Dortmund/Essen. Ich gebe unumwunden zu. Meine Sympathien für Ralf Rangnick hielten sich bisher in sehr engen Grenzen. Als Taktik-Oberlehrer im ZDF-Sportstudio die Viererkette erklärt, in der ersten Bundesliga-Saison mit der TSG Hoffenheim den Mund nach einer starken Hinrunde arg vollgenommen, mit RB Leipzig ein Kommerzprodukt nach oben geführt, das ein Affront für jeden echten Fußball-Fan ist. Puh.
Das heißt im Umkehrschluss aber nicht, dass ich Rangnick nicht immer für eine absolute Kapazität gehalten hätte. Ein ausgewiesener Fachmann auf dem Gebiet des Fußballs, ein Vordenker, der Weltklasse-Trainer wie Thomas Tuchel beeinflusst hat.
Aber meinen tief empfundenen Respekt hat sich Ralf Rangnick erst mit einem denkwürdigen Interview im österreichischen Fernsehen verdient.
Rund um das Deutschland-Achtelfinale gegen Dänemark war ich in Essen untergebracht. Die Hotels im Spielort Dortmund hatten Mondpreise von 300 Euro und mehr pro Nacht aufgerufen.
Dumm nur, dass sich am Spieltag die Rechtsaußen der AfD zu ihrem Bundesparteitag in Essen trafen. Klingt sehr unangenehm, war auch so. Gesperrte Straßen, eine sehr angespannte Atmosphäre, verletzte Polizisten.
In all der wunderbaren internationalen EM-Euphorie musste ich morgens beim Frühstück durch Gespräche am Nachbartisch erfahren, dass es bei uns leider weiterhin Gestalten gibt, die ein anderes Land wollen. Das nicht mehr weltoffen, gastfreundlich, tolerant und liberal ist. Menschen, die die deutsche Nationalmannschaft ablehnen, weil in ihr dunkelhäutige Spieler und solche mit Migrationshintergrund vertreten sind. Traurig, aber wahr.

────────────────

AUFGABEN —
(a) Welche Preise pro Nacht riefen die Hotels im Spielort Dortmund laut Textabschnitt auf?
(b) Übernehmen Sie aus dem Textabschnitt wortgetreu die Passage von "Dumm nur, dass" bis einschließlich "Traurig, aber wahr.".
Maßgeblich ist allein der Inhalt des Textabschnitts.

────────────────

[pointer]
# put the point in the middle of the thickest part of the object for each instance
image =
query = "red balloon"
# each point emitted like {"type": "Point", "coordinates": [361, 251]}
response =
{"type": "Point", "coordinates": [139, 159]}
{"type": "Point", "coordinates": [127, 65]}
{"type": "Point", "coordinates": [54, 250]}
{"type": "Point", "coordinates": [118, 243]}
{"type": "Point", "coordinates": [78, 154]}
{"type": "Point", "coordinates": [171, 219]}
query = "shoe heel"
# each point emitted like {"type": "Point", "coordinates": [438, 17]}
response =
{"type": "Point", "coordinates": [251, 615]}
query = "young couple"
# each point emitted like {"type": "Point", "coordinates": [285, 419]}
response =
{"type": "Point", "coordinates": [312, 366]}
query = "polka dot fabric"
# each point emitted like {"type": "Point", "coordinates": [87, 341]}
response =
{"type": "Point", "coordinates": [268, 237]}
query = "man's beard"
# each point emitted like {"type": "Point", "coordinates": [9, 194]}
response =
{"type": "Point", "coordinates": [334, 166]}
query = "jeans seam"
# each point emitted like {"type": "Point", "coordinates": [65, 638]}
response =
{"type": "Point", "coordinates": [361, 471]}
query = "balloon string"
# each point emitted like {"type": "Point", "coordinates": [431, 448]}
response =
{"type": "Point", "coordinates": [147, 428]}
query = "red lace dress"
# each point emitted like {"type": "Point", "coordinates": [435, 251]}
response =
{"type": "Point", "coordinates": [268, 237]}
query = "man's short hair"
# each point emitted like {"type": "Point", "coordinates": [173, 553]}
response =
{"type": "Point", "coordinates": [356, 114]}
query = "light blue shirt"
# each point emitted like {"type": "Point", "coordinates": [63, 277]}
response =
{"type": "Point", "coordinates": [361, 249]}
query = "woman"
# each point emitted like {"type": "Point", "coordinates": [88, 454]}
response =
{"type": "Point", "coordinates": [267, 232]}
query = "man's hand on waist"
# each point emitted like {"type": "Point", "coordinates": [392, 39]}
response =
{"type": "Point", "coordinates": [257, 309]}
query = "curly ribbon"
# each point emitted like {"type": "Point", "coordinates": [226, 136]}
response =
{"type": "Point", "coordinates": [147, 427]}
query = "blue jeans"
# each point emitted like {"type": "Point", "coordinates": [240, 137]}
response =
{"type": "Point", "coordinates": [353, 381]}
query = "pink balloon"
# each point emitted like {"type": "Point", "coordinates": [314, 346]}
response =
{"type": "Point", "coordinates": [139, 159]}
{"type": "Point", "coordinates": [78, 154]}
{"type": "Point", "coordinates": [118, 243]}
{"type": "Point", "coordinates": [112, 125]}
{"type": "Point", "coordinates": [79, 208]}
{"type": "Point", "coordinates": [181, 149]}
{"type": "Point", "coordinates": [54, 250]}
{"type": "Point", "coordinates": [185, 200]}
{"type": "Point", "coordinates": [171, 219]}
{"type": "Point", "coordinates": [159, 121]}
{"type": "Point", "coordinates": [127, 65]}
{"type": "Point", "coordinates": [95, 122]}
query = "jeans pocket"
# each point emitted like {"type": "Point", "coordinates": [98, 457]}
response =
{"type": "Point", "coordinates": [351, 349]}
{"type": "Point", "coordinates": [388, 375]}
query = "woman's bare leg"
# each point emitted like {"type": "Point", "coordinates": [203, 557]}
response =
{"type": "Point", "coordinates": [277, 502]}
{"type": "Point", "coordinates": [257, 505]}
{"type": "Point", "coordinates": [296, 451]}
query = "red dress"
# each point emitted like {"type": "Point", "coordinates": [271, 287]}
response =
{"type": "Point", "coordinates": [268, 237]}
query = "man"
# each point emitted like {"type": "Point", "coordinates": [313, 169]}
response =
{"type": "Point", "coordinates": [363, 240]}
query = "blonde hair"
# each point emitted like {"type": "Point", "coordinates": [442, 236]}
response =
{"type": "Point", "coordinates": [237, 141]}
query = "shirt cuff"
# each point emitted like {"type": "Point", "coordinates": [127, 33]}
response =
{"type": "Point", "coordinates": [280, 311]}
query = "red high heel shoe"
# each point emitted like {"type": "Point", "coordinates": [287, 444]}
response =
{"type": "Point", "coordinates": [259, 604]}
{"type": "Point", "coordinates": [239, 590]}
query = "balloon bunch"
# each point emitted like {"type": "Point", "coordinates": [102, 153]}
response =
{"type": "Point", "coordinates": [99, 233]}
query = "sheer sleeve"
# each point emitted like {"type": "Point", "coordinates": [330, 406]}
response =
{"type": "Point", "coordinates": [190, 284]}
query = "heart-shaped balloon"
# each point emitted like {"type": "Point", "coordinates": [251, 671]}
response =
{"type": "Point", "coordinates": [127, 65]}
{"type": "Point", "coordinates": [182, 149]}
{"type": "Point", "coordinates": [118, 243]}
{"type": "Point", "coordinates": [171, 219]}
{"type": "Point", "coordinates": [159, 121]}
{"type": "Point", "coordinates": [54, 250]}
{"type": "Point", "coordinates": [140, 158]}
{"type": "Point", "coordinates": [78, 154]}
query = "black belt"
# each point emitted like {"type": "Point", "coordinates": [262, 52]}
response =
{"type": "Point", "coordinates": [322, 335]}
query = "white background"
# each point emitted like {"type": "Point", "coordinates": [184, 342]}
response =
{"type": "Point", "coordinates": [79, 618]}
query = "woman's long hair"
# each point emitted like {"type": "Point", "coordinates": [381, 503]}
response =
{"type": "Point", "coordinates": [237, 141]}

────────────────

LÖSUNGEN —
(a) Mondpreise von 300 Euro und mehr pro Nacht.

(b)
Dumm nur, dass sich am Spieltag die Rechtsaußen der AfD zu ihrem Bundesparteitag in Essen trafen. Klingt sehr unangenehm, war auch so. Gesperrte Straßen, eine sehr angespannte Atmosphäre, verletzte Polizisten.
In all der wunderbaren internationalen EM-Euphorie musste ich morgens beim Frühstück durch Gespräche am Nachbartisch erfahren, dass es bei uns leider weiterhin Gestalten gibt, die ein anderes Land wollen. Das nicht mehr weltoffen, gastfreundlich, tolerant und liberal ist. Menschen, die die deutsche Nationalmannschaft ablehnen, weil in ihr dunkelhäutige Spieler und solche mit Migrationshintergrund vertreten sind. Traurig, aber wahr.